-- Start of Provided material --

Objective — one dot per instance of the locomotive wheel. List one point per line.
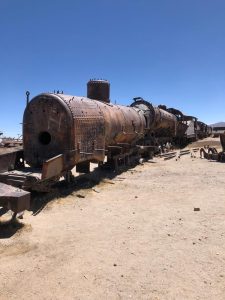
(5, 220)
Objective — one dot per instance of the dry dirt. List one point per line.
(138, 238)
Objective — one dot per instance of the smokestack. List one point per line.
(98, 89)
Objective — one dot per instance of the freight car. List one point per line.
(63, 131)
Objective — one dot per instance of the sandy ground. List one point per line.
(136, 236)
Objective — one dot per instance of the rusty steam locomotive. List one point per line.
(62, 131)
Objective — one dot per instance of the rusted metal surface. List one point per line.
(11, 160)
(98, 90)
(13, 198)
(222, 141)
(78, 128)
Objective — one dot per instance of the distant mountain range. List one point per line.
(219, 124)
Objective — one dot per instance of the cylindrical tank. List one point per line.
(98, 90)
(158, 120)
(56, 124)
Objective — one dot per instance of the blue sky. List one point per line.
(170, 52)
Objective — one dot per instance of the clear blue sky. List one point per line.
(168, 51)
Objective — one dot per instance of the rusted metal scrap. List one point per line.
(14, 199)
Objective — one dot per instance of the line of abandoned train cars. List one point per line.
(62, 131)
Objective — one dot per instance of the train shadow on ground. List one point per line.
(80, 183)
(8, 228)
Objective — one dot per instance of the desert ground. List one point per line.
(155, 231)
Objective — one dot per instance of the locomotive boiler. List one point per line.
(80, 129)
(63, 131)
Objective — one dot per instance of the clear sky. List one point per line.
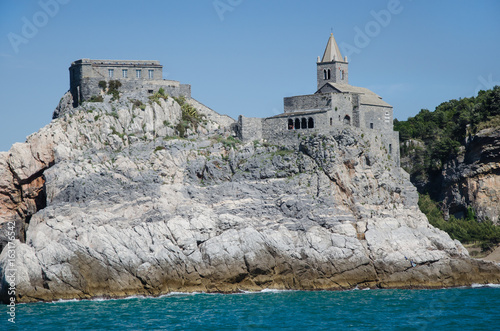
(244, 56)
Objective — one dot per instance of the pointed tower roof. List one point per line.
(332, 52)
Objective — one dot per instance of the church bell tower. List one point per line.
(332, 68)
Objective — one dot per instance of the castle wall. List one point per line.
(275, 131)
(307, 102)
(376, 118)
(249, 128)
(85, 75)
(90, 87)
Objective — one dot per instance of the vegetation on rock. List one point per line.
(431, 139)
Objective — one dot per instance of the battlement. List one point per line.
(143, 75)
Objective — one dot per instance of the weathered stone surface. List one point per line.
(473, 179)
(129, 212)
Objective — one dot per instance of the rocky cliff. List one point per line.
(109, 202)
(473, 178)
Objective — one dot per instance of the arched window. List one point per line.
(347, 120)
(310, 123)
(297, 123)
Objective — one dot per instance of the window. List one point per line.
(347, 120)
(310, 123)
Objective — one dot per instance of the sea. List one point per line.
(468, 308)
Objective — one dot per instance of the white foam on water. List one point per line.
(485, 285)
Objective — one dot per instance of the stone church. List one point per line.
(335, 104)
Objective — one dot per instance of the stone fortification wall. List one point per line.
(90, 87)
(307, 102)
(276, 132)
(249, 128)
(376, 118)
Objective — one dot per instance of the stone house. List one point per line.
(85, 75)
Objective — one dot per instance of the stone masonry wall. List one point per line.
(90, 87)
(249, 128)
(380, 117)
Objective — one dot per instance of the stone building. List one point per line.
(85, 75)
(334, 105)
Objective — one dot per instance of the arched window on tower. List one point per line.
(310, 123)
(304, 123)
(347, 120)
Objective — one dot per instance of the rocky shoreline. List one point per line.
(109, 202)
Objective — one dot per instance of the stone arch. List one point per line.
(347, 120)
(304, 123)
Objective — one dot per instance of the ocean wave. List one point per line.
(485, 285)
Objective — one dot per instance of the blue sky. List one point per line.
(244, 56)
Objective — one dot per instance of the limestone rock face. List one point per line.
(473, 179)
(110, 203)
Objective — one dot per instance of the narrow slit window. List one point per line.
(310, 123)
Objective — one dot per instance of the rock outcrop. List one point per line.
(473, 178)
(110, 203)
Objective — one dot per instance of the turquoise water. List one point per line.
(447, 309)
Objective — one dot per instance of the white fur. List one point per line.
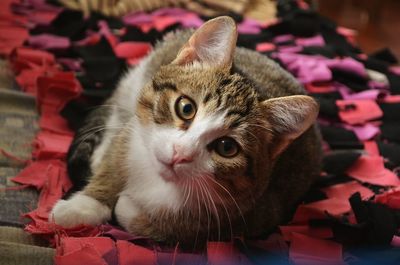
(126, 96)
(80, 209)
(151, 147)
(126, 210)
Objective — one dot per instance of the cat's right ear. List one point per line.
(213, 44)
(289, 117)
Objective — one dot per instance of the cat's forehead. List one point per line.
(212, 89)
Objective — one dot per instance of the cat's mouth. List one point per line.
(167, 172)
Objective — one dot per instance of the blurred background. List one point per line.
(377, 21)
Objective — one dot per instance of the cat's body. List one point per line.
(237, 167)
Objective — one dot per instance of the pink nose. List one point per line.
(181, 156)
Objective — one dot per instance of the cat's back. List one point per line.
(270, 78)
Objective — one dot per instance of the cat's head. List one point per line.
(208, 126)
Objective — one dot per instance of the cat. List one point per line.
(201, 141)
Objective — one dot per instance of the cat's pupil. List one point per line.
(187, 109)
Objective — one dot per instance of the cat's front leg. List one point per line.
(80, 209)
(93, 205)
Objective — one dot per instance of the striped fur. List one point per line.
(241, 95)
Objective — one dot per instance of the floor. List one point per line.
(377, 21)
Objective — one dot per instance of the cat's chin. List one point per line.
(167, 173)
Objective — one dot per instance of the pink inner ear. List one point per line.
(212, 44)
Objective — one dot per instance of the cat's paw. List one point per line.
(80, 209)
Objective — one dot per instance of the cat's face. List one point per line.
(207, 134)
(207, 129)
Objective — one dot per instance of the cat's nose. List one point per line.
(181, 155)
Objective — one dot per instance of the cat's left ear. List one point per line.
(289, 117)
(213, 44)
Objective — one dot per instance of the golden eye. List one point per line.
(226, 147)
(185, 108)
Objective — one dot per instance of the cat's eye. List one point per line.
(185, 108)
(226, 147)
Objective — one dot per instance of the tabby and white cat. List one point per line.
(202, 140)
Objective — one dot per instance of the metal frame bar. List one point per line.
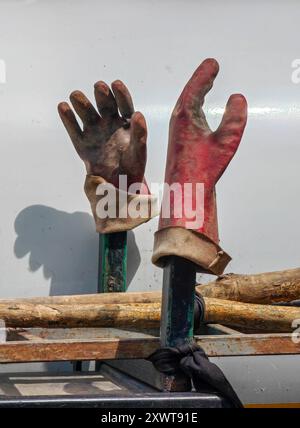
(112, 276)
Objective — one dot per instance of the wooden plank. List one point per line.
(106, 349)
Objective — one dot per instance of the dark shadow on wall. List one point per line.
(66, 247)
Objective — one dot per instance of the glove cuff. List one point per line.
(146, 206)
(193, 246)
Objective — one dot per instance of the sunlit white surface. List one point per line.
(53, 47)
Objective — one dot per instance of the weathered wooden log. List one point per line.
(86, 299)
(147, 315)
(249, 316)
(263, 288)
(137, 316)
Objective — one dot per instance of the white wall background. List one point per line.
(49, 48)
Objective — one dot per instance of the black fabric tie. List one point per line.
(192, 360)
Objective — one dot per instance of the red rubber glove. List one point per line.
(198, 155)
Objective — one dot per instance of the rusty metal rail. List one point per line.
(40, 345)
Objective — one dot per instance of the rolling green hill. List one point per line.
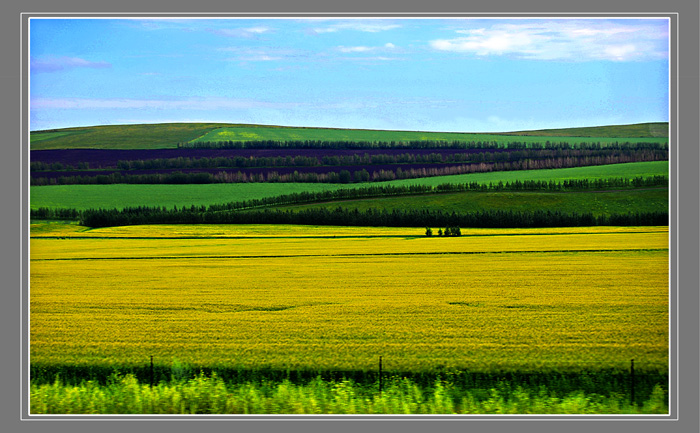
(595, 202)
(655, 129)
(168, 135)
(125, 195)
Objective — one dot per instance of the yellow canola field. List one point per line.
(495, 300)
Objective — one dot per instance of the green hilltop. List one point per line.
(169, 135)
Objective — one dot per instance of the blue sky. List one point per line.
(466, 75)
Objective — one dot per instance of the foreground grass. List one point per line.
(83, 197)
(211, 395)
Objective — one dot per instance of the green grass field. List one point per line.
(597, 203)
(655, 129)
(155, 136)
(122, 195)
(168, 135)
(286, 134)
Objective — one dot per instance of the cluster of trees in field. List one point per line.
(358, 159)
(343, 175)
(508, 143)
(370, 217)
(449, 232)
(375, 191)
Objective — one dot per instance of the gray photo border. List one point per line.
(684, 215)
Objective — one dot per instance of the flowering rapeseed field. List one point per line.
(326, 298)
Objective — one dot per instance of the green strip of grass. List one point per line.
(123, 195)
(168, 135)
(597, 203)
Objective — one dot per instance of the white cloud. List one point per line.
(355, 49)
(361, 26)
(247, 33)
(363, 49)
(576, 40)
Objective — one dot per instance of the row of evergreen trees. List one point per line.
(365, 159)
(370, 217)
(421, 144)
(376, 191)
(341, 176)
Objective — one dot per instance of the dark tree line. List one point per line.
(344, 175)
(375, 191)
(370, 217)
(358, 159)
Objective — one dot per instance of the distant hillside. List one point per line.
(168, 135)
(641, 130)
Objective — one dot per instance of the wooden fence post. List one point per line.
(632, 382)
(380, 376)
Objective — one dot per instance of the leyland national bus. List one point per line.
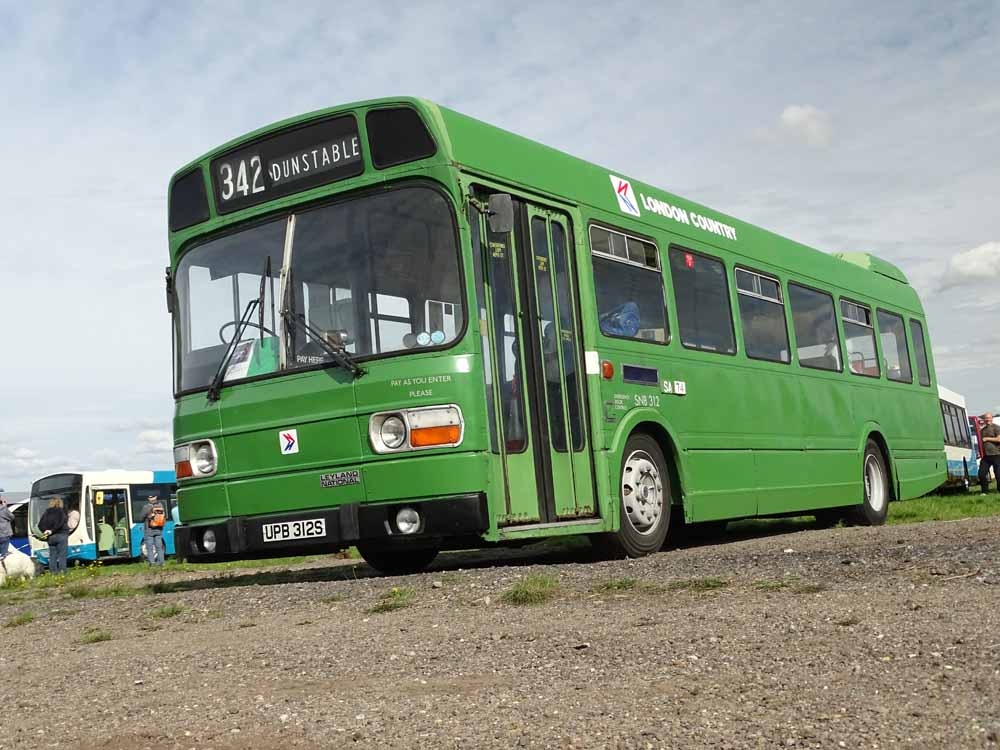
(402, 328)
(963, 463)
(104, 508)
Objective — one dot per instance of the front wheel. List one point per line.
(394, 561)
(875, 507)
(644, 500)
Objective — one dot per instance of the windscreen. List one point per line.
(374, 275)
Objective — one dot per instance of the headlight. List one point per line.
(204, 459)
(407, 521)
(416, 429)
(195, 460)
(392, 432)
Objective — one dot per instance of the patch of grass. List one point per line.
(771, 584)
(22, 619)
(697, 584)
(95, 635)
(949, 507)
(532, 590)
(167, 610)
(395, 598)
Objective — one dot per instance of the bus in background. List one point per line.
(959, 448)
(17, 503)
(108, 505)
(399, 327)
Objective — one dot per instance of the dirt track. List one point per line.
(886, 637)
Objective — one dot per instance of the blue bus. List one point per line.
(105, 512)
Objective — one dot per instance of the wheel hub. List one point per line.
(642, 492)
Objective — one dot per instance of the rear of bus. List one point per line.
(349, 409)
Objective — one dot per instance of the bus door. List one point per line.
(538, 383)
(112, 520)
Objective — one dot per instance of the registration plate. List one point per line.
(309, 528)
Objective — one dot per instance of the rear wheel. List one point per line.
(875, 507)
(393, 560)
(644, 501)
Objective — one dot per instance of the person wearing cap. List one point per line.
(153, 516)
(991, 454)
(6, 526)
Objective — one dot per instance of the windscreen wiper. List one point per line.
(252, 305)
(337, 353)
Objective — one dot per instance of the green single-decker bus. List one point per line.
(400, 328)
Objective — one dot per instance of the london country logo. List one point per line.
(626, 197)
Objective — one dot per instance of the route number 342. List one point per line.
(243, 179)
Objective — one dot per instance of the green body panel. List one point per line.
(748, 438)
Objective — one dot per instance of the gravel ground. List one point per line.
(852, 637)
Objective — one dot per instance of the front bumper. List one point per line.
(243, 537)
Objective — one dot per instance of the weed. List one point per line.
(95, 635)
(697, 584)
(22, 619)
(167, 610)
(395, 598)
(532, 590)
(771, 585)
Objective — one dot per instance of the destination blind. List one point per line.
(287, 163)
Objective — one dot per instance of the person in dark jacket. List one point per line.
(6, 527)
(54, 526)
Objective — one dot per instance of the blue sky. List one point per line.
(848, 126)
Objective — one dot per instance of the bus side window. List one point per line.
(896, 353)
(920, 349)
(628, 286)
(701, 291)
(816, 342)
(859, 336)
(762, 316)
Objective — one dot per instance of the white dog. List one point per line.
(16, 565)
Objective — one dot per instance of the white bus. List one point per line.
(963, 466)
(108, 504)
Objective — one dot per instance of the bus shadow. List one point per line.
(568, 551)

-- End of Provided material --

Aim:
Please quote the stretch of the listing from the line containing "Objective — one dot per instance of the white bus." through the end of the listing, word for word.

Output for this task:
Objective — one dot per instance of the white bus. List one point per line.
(963, 466)
(108, 504)
Objective — one dot per instance of the bus shadow. List one point per line.
(568, 551)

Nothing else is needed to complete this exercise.